And at a conference last year, Bloom Raskin suggested that financial regulators should support “a rapid, orderly and just transition away from high emission assets.”
Despite opposition from Republicans, most observers say she will likely be confirmed by the full Senate, which could vote as early as this month.
On Monday, 13 trade associations wrote to Sen. Sherrod Brown, the Ohio Democrat who leads the Banking Committee, to “express our concerns” with Bloom Raskin’s views on climate change.
“Ms. Bloom Raskin’s statements suggesting financial regulations should be used as an instrument to direct climate change policy will only raise energy costs and make America more dependent on foreign sources of energy,” said Liz Bowman, a spokeswoman for the American Exploration and Production Council, which spearheaded the letter.
A larger group of 41 energy-focused trade groups went further last week and urged committee members to defeat Bloom Raskin’s nomination.
Sen. Pat Toomey of Pennsylvania, the senior Republican on the committee, echoed these concerns in a letter to Biden in which he asserted that Raskin “has also advocated for the Federal Reserve to pressure banks into choking off credit to traditional energy companies.”
A White House official, who insisted on anonymity to discuss the administration’s views, disputed Toomey’s characterization and said Bloom Raskin is “firmly opposed to the Federal Reserve allocating credit by sector or choking off sectors from access to credit.”

## [DIRECTIVE]
Carry on the passage about Sarah Bloom Raskin's nomination, starting right after its final sentence.

## [ENTRIES PROVIDED]

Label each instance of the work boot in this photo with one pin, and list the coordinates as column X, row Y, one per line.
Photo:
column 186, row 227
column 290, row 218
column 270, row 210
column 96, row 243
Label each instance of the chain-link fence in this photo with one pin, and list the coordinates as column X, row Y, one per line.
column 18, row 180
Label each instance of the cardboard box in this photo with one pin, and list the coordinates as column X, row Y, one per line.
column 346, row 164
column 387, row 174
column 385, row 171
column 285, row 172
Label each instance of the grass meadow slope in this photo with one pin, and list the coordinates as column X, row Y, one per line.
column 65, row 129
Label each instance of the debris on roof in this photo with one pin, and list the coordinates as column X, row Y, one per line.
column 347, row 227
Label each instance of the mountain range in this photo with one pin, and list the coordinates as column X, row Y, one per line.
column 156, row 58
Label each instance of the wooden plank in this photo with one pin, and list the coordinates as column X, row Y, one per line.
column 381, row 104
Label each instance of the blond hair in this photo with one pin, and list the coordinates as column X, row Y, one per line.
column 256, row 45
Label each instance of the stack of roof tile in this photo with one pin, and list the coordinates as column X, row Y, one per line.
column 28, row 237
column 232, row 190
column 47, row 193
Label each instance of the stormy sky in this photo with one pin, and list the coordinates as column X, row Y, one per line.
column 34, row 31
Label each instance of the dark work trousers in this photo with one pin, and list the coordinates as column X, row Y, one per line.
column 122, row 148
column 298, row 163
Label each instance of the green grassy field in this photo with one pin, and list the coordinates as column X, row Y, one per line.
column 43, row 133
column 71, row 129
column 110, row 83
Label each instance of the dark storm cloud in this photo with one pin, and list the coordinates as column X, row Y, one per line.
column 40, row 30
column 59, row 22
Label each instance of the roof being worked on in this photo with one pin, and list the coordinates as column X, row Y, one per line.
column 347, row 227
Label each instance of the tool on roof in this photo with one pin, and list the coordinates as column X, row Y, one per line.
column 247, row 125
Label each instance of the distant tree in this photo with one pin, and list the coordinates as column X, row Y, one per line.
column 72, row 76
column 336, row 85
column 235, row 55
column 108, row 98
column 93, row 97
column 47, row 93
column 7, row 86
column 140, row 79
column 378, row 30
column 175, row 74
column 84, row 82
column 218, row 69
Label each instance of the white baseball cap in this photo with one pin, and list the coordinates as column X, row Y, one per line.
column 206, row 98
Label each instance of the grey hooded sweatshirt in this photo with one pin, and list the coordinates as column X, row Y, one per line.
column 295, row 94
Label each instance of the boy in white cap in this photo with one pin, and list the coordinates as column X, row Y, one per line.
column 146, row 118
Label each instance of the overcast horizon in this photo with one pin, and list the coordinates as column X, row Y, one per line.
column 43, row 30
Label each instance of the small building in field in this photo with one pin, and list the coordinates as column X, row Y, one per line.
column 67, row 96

## [SOLVED EXERCISE]
The rising profile of climate change as an issue for the Fed to consider reflects the growing pressure on the central bank to address issues that traditionally have been outside its purview of keeping unemployment low and prices stable. Powell has increasingly embraced that shift, though not to the extent that Bloom Raskin has or many environmentalists would prefer.
At his confirmation hearing in January, Powell said, “Our role on climate change is a limited one but it is an important one, and it is to assure that the banking institutions that we regulate understand their risks and can manage them.”
Environmental advocates argue that climate change clearly fits in the Fed’s legal mandate to ensure the “safety and soundness” of the financial system. Banks could experience damaging losses on their loans to commercial and residential property from increased weather-related damage. And if businesses and consumers increasingly move away from fossil fuels, causing the price of oil and gas to fall, they argue that this could cause losses on loans to oil and gas drillers.
Early last year, the Fed became the last major central bank to join the Network for the Greening of the Financial System, an international group focused on global warming and financial regulation.
“This is a train that has been moving at the Fed for awhile,” said Sarah Dougherty, director of the NRDC’s Green Finance Center and a former staffer at the Federal Reserve Bank of Atlanta.
Lael Brainard, a Fed governor whom Biden has nominated to the central bank’s No. 2 post, said last fall that the Fed is considering conducting “climate scenario analysis,” which would involve modeling the impact of climate change on the financial system. Under questioning at her confirmation hearing last month, Brainard said that analyzing data was different from telling banks how they should lend.
“We don’t tell banks what sectors to lend to,” she said. “We just ask them to risk manage.”
Some who support Bloom Raskin’s nomination suggested that some critics may be refraining from public opposition to her nomination because they have calculated that an all-out fight might be a losing battle.
“The Fed is clearly headed in this direction one way or the other,” said Adam Jentleson, a former top Senate aide who is coordinating support for Biden’s three nominations. “What’s the point of picking a huge fight over this if you’re just going to get another nominee who may not have made the same statements on the record but has the same views?”